[Records from a dataset]
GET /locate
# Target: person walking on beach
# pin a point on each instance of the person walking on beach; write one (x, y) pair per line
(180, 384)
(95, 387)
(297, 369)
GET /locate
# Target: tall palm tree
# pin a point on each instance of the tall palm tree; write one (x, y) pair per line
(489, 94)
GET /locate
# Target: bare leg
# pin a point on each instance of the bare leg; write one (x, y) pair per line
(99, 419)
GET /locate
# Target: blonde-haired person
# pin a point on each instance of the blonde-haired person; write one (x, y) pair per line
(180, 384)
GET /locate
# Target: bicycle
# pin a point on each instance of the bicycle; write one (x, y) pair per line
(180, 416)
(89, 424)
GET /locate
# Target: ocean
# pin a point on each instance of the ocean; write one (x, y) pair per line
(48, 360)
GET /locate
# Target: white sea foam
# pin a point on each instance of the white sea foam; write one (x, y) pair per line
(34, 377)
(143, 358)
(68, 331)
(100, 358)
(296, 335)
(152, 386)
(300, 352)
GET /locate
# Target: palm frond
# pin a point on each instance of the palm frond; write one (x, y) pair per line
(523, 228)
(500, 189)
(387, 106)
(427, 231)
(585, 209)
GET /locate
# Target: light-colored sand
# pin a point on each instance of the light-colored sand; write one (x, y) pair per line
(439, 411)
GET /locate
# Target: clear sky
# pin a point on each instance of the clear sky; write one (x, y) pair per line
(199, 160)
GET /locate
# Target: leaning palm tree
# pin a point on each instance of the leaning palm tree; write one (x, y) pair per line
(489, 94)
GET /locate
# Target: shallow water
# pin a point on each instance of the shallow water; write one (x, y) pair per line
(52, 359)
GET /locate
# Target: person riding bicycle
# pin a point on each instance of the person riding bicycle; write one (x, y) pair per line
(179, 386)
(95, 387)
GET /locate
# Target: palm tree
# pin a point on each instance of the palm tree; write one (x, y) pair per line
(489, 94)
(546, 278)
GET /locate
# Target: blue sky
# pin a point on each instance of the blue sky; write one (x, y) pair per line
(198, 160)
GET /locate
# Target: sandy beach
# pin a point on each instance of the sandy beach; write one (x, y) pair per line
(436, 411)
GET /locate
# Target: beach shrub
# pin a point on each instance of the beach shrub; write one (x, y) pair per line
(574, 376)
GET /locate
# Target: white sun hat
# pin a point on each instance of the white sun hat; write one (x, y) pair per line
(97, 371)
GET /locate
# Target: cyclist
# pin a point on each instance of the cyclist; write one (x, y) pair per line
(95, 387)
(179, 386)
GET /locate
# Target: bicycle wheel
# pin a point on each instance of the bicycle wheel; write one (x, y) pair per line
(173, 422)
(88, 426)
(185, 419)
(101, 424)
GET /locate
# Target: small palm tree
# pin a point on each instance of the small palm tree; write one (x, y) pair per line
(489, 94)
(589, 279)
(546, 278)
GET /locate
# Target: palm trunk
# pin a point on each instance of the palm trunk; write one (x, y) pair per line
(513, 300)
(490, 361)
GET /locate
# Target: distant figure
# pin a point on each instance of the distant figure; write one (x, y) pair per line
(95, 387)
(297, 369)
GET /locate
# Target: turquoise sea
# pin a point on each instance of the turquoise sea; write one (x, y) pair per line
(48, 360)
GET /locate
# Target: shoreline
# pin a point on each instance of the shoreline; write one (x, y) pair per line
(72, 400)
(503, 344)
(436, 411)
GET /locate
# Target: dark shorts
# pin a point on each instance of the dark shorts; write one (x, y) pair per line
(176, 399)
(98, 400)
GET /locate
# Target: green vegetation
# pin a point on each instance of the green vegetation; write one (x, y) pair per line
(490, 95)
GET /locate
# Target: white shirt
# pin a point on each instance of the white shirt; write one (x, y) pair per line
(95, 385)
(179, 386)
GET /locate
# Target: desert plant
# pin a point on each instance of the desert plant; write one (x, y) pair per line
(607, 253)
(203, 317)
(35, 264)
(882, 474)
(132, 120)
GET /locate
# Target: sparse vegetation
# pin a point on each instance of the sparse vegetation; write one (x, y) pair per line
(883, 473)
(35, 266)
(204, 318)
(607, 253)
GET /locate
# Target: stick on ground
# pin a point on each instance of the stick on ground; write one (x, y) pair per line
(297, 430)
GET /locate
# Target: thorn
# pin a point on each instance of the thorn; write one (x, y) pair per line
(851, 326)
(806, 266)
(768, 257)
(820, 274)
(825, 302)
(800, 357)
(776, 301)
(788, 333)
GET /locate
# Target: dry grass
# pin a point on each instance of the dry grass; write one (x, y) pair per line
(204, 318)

> The request: Output all of the material exactly as written.

> Reply to the task:
GET /locate
# Target: person walking on beach
# pin a point on each instance of the person walking on beach; write one (x, y) pair per line
(180, 384)
(95, 387)
(297, 369)
GET /locate
# Target: tall palm tree
# pin a point on each instance of the tall palm tree; write one (x, y) pair per line
(489, 94)
GET /locate
# Target: bare leg
# pin a point on each instance of the bare leg; write one (x, y) pair per line
(99, 419)
GET /locate
# Target: blonde-haired person
# pin a point on each instance of the blonde-haired person; write one (x, y) pair per line
(180, 384)
GET /locate
# Target: bicycle
# pin a point on each instance of the bicycle; write one (x, y) pair per line
(180, 416)
(89, 424)
GET /locate
# Target: ocean
# pin a point on each instance of the ocean; write one (x, y) pair per line
(48, 360)
GET /locate
# Target: white sea foam
# pin a point on each instance of the white sea foam; write one (x, y) pair per line
(34, 377)
(143, 358)
(68, 331)
(100, 358)
(296, 335)
(152, 386)
(300, 352)
GET /locate
# Target: palm frond
# pin a point on each instance of the palm frond; write one (x, y) pair per line
(523, 228)
(500, 189)
(387, 106)
(427, 231)
(585, 209)
GET /locate
# Target: light-colored sand
# pin a point on each instance of the light-colored sand; write one (x, y) pair per line
(439, 411)
GET /locate
# Target: clear sky
# pin a point on each instance of the clear sky; write one (x, y) pair per line
(199, 160)
GET /locate
# Target: leaning palm tree
# pin a point on each instance of the leaning palm tree; write one (x, y) pair per line
(489, 94)
GET /locate
# Target: shallow water
# pin a point on each instance of the shallow water; write one (x, y) pair per line
(52, 359)
GET /locate
# Target: person riding bicycle
# pin a point on each instance of the person riding bicycle; write one (x, y) pair per line
(179, 386)
(95, 387)
GET /locate
# Target: palm tree
# pin a point on each instance of the palm tree; write one (x, y) pair per line
(489, 94)
(546, 278)
GET /locate
# Target: blue sky
# pin a point on each instance of the blue sky; write one (x, y) pair per line
(198, 160)
GET /locate
# Target: sandy beach
# pin a point on each instance of the sandy beach; write one (x, y) pair per line
(436, 411)
GET /locate
# Target: beach shrub
# pin a point on each instance of the beach shrub; write one (x, y) pair per line
(574, 376)
GET /locate
# Target: white sun hat
# pin a point on each instance of the white sun hat; write one (x, y) pair per line
(97, 371)
GET /locate
# Target: cyclist
# pin a point on each instance of the cyclist; write one (x, y) pair per line
(95, 387)
(179, 386)
GET /locate
# Target: bicycle wheel
# pin a point on each instance of the bicycle wheel; write one (x, y) pair per line
(173, 422)
(88, 426)
(185, 419)
(101, 424)
GET /locate
# Target: small palm tree
# pin a point on each instance of the small palm tree; write one (x, y) pair per line
(489, 94)
(589, 279)
(546, 278)
GET /locate
# Target: palm trunk
# pin a point on each instance of the palm trunk; write one (x, y) pair per line
(513, 300)
(490, 361)
GET /locate
# Target: distant figure
# pin a point on each instance of the distant figure; write one (x, y) pair per line
(95, 387)
(297, 369)
GET /locate
# Target: turquoise sea
# pin a point on each instance of the turquoise sea; write one (x, y) pair per line
(48, 360)
GET /locate
# Target: shoreline
# pin a point on each instance of the shoreline; write one (x, y) pair per line
(72, 400)
(503, 344)
(436, 411)
GET /locate
# Target: dark shorts
# pin a point on each instance of the dark shorts; write one (x, y) pair per line
(176, 399)
(98, 400)
GET /locate
# Target: green vegetation
# pin a point on each instance of the green vegetation; write one (x, y) pair per line
(490, 95)
GET /locate
# Target: white shirt
# pin a point on each instance of the white shirt; write one (x, y) pair per line
(95, 385)
(179, 386)
GET /locate
# Target: desert plant
# pin a point on each instance of the desert plant; write one (x, y) pair per line
(607, 253)
(203, 317)
(35, 264)
(882, 474)
(132, 120)
GET /locate
# Target: sparse vegetation
# pin a point on each instance of the sparse vegetation; write one (x, y) pair per line
(883, 473)
(35, 266)
(204, 318)
(607, 253)
GET /locate
# Target: stick on ground
# pin a point on each instance of the stick on ground; write one (x, y) pair per line
(297, 430)
GET /locate
# Target: thorn
# pin a point on each instance of the thorn; write one (x, y) pair per line
(851, 326)
(806, 266)
(768, 257)
(820, 274)
(825, 302)
(800, 357)
(776, 301)
(788, 333)
GET /locate
# Target: dry grass
# pin a point on each instance of the dry grass; write one (x, y) pair per line
(204, 318)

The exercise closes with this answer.